Problem to solve
Write out all of the entries again, replacing "put a dot on" with "place a mark on" wherever it occurs and changing nothing else. Leave the pictures out of your answer.

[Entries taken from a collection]
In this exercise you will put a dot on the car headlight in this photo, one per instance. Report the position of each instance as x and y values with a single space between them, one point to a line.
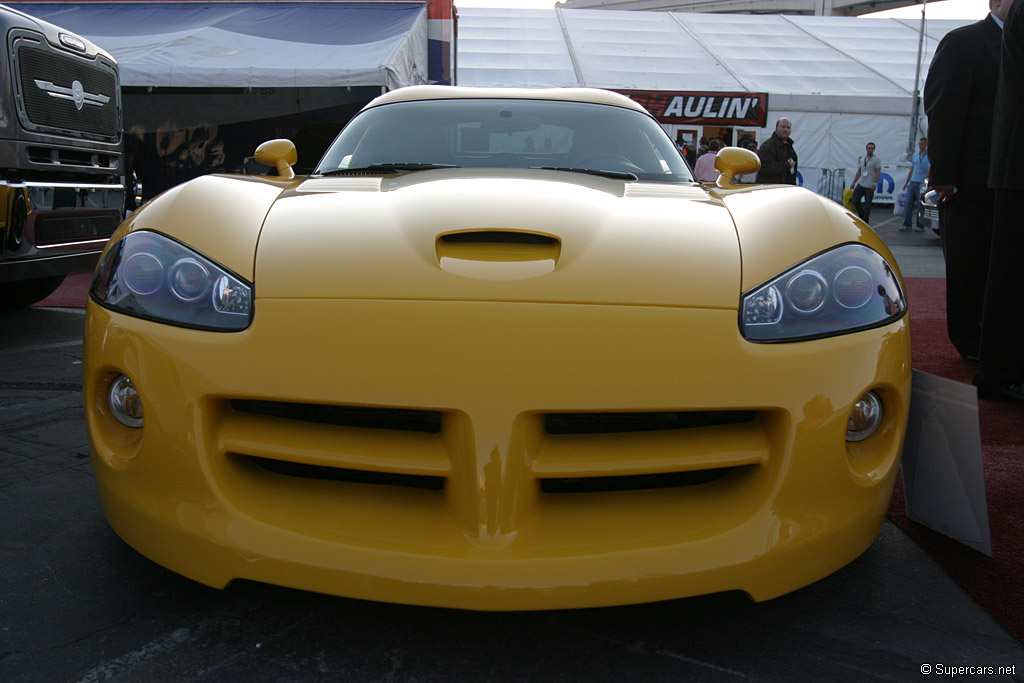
843 290
150 275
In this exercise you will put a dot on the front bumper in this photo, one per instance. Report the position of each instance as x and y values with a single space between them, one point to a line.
215 491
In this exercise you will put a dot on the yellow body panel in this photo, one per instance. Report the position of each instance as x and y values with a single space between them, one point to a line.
799 503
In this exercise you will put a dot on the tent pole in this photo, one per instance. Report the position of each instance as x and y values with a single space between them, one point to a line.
915 116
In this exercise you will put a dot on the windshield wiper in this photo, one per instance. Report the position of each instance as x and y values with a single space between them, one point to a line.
391 167
617 175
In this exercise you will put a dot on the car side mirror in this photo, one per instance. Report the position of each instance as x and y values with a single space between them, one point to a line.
731 162
281 154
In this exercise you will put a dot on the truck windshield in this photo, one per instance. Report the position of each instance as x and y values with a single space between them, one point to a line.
507 133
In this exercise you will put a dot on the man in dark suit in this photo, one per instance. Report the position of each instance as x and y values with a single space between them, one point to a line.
1000 367
960 95
778 159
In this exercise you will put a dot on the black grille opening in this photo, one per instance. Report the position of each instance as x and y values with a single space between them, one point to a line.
607 423
46 79
345 416
74 227
323 473
56 157
632 482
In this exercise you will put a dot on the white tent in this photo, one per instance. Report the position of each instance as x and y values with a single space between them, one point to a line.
843 81
253 44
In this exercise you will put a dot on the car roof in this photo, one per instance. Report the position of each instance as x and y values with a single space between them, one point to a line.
421 92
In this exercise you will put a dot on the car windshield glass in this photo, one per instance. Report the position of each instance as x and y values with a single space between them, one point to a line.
506 133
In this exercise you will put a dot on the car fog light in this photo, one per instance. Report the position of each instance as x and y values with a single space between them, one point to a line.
864 418
125 402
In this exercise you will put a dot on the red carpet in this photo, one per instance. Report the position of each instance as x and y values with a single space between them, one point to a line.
995 582
72 293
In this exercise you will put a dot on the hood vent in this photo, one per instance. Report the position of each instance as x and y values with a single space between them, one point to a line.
498 254
499 237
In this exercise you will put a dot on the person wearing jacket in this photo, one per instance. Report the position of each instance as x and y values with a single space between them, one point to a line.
778 159
960 98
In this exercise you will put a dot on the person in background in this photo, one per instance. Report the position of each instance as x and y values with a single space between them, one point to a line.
1000 361
778 159
916 175
960 98
864 182
705 170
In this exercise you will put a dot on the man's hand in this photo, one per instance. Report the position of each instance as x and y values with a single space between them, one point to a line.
945 191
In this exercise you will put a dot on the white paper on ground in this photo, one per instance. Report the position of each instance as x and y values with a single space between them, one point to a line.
943 478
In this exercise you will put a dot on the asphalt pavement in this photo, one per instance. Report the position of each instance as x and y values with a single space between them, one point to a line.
78 604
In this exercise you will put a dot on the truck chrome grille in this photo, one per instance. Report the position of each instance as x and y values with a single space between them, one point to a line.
52 109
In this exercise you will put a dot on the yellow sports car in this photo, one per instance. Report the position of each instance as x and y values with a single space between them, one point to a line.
499 351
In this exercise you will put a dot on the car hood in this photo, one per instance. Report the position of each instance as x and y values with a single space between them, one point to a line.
534 237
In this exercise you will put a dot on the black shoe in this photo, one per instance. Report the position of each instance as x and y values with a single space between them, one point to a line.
1013 393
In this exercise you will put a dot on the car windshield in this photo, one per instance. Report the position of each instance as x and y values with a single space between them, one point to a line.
509 134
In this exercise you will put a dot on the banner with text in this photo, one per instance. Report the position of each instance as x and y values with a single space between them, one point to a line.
729 109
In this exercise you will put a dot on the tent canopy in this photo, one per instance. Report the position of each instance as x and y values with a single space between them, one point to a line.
842 80
257 44
807 63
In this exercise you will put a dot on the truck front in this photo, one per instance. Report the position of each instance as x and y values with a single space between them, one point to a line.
61 179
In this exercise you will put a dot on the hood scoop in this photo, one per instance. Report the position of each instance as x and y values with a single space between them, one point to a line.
493 254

In response
In this exercise you will place a mark on the car headlight in this photo, one per instance. Report the position of each instance as x and y values with a single space between them, one point to a line.
843 290
150 275
In this exercise you will place a mark on the front bumper in this photo, one per instance. Report the position of each instance as x and y values with a single space between them, one point to a line.
215 491
In this exercise you will place a mark on the yellow body panel in this photo, one per instance. Report the position of each instance as x and y values with a single space between them, one point to a line.
799 503
In this exercise you will place a mark on the tent pole in this photo, one per instance. Report the position of each instance as x and y values with a single space between them, one point to a line.
915 116
In this exercise you will place a mark on the windshield wiper in this photo, one per instance. Report the position of each instance as x and y values with a single space between them, one point to a line.
391 167
617 175
In this exercise you will place a mark on the car side mirror in this photo, one per instance. Report the position of each instance as x and y values with a single space between them, one point to a line.
731 162
281 154
In this exercise you will place a mark on the truck windshield in this photo, one per instance. Report the position of each instance as x and y values with a single space between them, one point to a line.
507 133
In this exercise you will place a mark on the man in dark suit in this photo, one per instance. Report the position of each instance as x and y values with a single space between them, one point to a line.
1000 367
960 95
778 159
In this exercise you will place a mark on the black grille opening in this photo, one per instance. Report the position of each instance as x and y values with a single space between them, one point to a line.
607 423
46 79
345 416
74 227
323 473
56 157
632 482
In this exercise you will place a mark on the white tent in this photo, one per instance. Report the position of each instance as x and y values with a single space between them, one point to a line.
843 81
253 44
In this exercise you will place a mark on the car roof in this photo, one per instance. Report the position of each instance as x and y values with a single space between them, one point to a line.
421 92
In this exercise you will place a mark on the car windshield glass in this photo, one per instance. Report the position of each instance as x and y values with a single space between them, one point to a line.
506 133
In this exercise you will place a mark on the car fog light in this photo, one per instance. Report the position of each instance as x and y values with a single space between them, one point to a line.
864 418
125 402
In this exercise you will place a mark on the red carpet in this photo, one per instance. Report the position of each instance as x and y values with a single space between them, one point to a line.
995 582
72 293
In this exercise you will place a mark on the hood vent in this photo, one per instance. Report the position of each instance as x and y values with a single space between them, one point to a line.
498 254
499 237
In this exercise you will place a mark on the person wearing jacket in this photo, one per instance. Report the position of each instance as x and y values with a single space between them, one point to a line.
778 159
960 98
In this exercise you will place a mark on the person in background in this photo, one per instance. Report the position of each instance as x and y values with a single space between them, one point to a line.
1000 361
778 159
916 175
960 98
864 182
705 170
In this exercise you will place a mark on the man's hand in this photo, one per instance. Report the position of each instance as x and y values with a single space between them, one point to a line.
945 191
In this exercise you will place a mark on the white paper on ground in this photo, one per instance. Report the position of each instance as x and y values with a single space between them, one point to a line.
943 478
In this exercise you will place a mark on the asphalt pavement in this photo, one per instance. Report the position of each instance as x and y values with a single space between them, one point to a line.
78 604
In this exercise you will place a mark on the truck chrome grille in this photo, one per instance. Report the position of each instance as x and y values with a single space between them, one point to a line.
52 109
In this exercise you will place a mark on the yellow sports car in this photo, one per instance. Report the position of each instance as x and y values with a single space between them, one point to a line.
499 351
In this exercise you will place a mark on the car hood in this photo, one per instance. Report the position of each instance as x and y values with a single space between them, one point to a line.
534 237
In this exercise you will place a mark on the black shoe in this photo, one per instance. Report the position of each instance as x and y values with a single space between them, one point to a line.
1013 393
In this exercise you will place a mark on the car windshield in this photo, one per instance. Report the position of each instance as x and y values with a single space between them, one point to a line.
509 134
In this exercise you will place a mark on the banner with text in this photo, one per instance. Report the position of each instance as x and y values with a single space between them, one point to a line.
729 109
In this exercise you will place a mark on the tent canopy in this photo, one per instance. Report the position of each instance as x and y values with a single space between them, one point to a line.
842 80
257 44
807 63
In this exercise you will place a mark on the truck front in this photo, one per instance. Report the position of each instance as x and y values with a single space between them, one point to a line.
61 179
In this exercise you will place a mark on the hood scoop in this photo, one per instance. Report the position of each instance as x and y values with a single space between them, one point to a line.
493 254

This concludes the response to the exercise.